== Excerpted text

Wearing your pottu in the forest: Infiltrating and reclaiming colonized urban space with sacred groves and nature architecture
Unearthing and disseminating my presence as a first-generation Tamil-Canadian within Canada’s cultural and biological landscape has led me to explore processes of displacement and settlement, modes of perception, and otherness. Current patterns of settlement in Canada do nothing to foster a connection to the place or cultural identity, resulting in disconnection towards our communities, our environment and ultimately the global climate crisis. As is evident with indigenous cultures around the world, it is the culturally imbued awareness of local ecosystems that fosters a sense of caring and reciprocity with the natural world. This mode of thinking and experience is absent from the typical settlement process. This thesis suggests that a contemporary settlement process facilitated by land-based placemaking strategies may bridge this cultural and environmental divide.
Placemaking strategies are envisioned through an understanding that future sustainable design of our urban cities is achieved by practices that facilitate the intersection of biodiversity and cultural diversity (Pretty et al., 2009). This perspective questions the notion of sustainability as a quantitative standard based on ‘green’ high-tech innovations. The global Shadow Conservation Network1 composed of sacred groves2 is a community-based natural conservation model that fits this holistic view of sustainability. Inspired by this model, this thesis reinterprets the concept of the interconnective sacred grove network within the urban Canadian city. Scales of this intervention are explored through urban planning, landscape, and architectural design. Utilising local vernacular design and emphasizing Lo-TEK3 practices, the site of study called the Forest Gardens, located in Central Park, Burnaby, BC is reclaimed for the multicultural community in a way that regenerates rituals and practices that foster human-nature reciprocity.

====

* Instructions for the task
Continue the thesis abstract on sacred groves and nature architecture in Canadian urban space, picking up after its final sentence.

== Data provided

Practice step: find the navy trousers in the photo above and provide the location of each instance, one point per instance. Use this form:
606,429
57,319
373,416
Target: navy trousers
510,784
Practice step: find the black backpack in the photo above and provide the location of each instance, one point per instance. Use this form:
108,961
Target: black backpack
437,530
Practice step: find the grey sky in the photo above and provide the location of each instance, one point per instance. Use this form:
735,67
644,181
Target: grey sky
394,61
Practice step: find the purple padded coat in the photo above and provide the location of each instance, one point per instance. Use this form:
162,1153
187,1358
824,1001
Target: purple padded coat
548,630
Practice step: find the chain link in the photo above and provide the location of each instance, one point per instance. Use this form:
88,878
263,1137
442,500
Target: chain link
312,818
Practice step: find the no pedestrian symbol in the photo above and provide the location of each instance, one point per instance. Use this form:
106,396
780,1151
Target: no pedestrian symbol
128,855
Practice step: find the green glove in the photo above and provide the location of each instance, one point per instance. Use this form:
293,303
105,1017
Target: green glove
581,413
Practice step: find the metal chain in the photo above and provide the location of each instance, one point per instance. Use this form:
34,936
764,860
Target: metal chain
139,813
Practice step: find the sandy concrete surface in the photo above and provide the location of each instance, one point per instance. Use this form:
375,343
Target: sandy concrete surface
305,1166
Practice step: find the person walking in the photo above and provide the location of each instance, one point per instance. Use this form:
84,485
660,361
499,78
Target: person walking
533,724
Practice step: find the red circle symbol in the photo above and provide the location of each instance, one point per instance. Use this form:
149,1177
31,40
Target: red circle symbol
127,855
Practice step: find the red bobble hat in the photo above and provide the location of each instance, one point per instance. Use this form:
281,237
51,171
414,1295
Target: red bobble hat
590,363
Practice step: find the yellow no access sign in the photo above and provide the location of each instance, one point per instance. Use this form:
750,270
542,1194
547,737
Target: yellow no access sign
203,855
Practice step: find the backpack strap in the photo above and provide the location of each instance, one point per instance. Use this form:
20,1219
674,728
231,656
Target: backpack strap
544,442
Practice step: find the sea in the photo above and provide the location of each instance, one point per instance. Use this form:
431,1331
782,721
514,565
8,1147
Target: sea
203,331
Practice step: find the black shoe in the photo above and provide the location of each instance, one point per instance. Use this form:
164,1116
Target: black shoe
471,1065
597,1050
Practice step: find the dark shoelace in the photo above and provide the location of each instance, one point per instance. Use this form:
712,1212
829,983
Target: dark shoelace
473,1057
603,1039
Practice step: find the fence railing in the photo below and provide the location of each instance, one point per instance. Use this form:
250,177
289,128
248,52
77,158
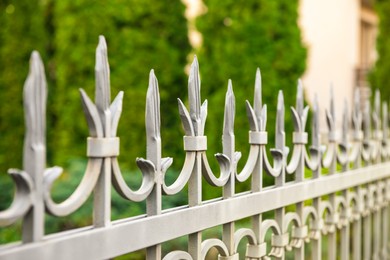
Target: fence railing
349,205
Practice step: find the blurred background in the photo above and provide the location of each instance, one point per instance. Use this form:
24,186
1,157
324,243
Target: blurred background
343,42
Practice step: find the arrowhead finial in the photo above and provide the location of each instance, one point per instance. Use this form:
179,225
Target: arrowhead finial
385,121
257,103
194,91
332,106
152,115
345,121
280,113
316,121
299,101
102,75
230,106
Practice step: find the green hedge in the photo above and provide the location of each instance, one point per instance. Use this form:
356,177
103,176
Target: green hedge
238,37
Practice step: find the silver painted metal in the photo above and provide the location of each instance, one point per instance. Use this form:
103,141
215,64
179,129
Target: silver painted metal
354,194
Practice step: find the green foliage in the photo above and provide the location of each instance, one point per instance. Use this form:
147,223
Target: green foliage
141,35
380,76
238,37
21,31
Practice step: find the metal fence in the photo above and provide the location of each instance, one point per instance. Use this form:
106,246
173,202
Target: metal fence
347,205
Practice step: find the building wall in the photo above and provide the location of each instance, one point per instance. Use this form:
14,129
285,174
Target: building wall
331,32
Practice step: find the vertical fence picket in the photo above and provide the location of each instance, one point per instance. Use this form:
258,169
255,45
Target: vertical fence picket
357,138
332,142
385,209
280,144
195,181
153,153
34,154
102,193
316,224
367,232
344,232
228,140
300,140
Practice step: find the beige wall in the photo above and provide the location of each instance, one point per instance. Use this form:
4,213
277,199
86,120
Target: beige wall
331,32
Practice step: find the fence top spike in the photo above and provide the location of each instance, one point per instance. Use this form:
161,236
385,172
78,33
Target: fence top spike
332,108
345,118
194,91
280,113
377,102
152,115
356,100
102,75
257,103
228,121
316,120
299,101
35,94
385,118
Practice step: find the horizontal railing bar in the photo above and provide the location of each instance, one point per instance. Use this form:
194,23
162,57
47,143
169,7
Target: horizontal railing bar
128,236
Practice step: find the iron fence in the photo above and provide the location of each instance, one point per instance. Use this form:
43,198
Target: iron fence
348,205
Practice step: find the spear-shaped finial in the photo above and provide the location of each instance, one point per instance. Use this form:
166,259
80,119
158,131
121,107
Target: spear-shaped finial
230,106
367,121
152,115
102,75
345,122
257,102
332,107
299,101
35,96
315,121
280,113
385,121
356,100
194,91
377,102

====

* Task answer
Bhagwat, Shonil A, and Claudia Rutte. “Sacred Groves: Potential for Biodiversity Management. ”Frontiers in Ecology and the Environment 4, no. 10 (0AD): 519–24.
Pretty, J., Adams, B., Berkes, F., de, S. F., Dudley, N., Hunn, E., Pilgrim, S. (2009). The Intersections of Biological Diversity and Cultural Diversity: Towards Integration.
Watson, J. (2019). A Mythology of Technology. In Lo-TEK: design by radical indigenism (pp. 16–23)., Taschen.
1 Shadow Conservation Network: A connected global system of informally protected sacred lands (Watson, 2019).
2Sacred Groves: Global natural sacred sites dedicated to ancestral spirits or deities, maintained through traditional methods of community-based conservation (Bhagwat, 2006).
3Lo-TEK: Indigenous infrastructures utilising local, inexpensive, handmade, and easily constructed soft systems, embedded with traditional ecological knowledge, practices and beliefs (Watson, 2019).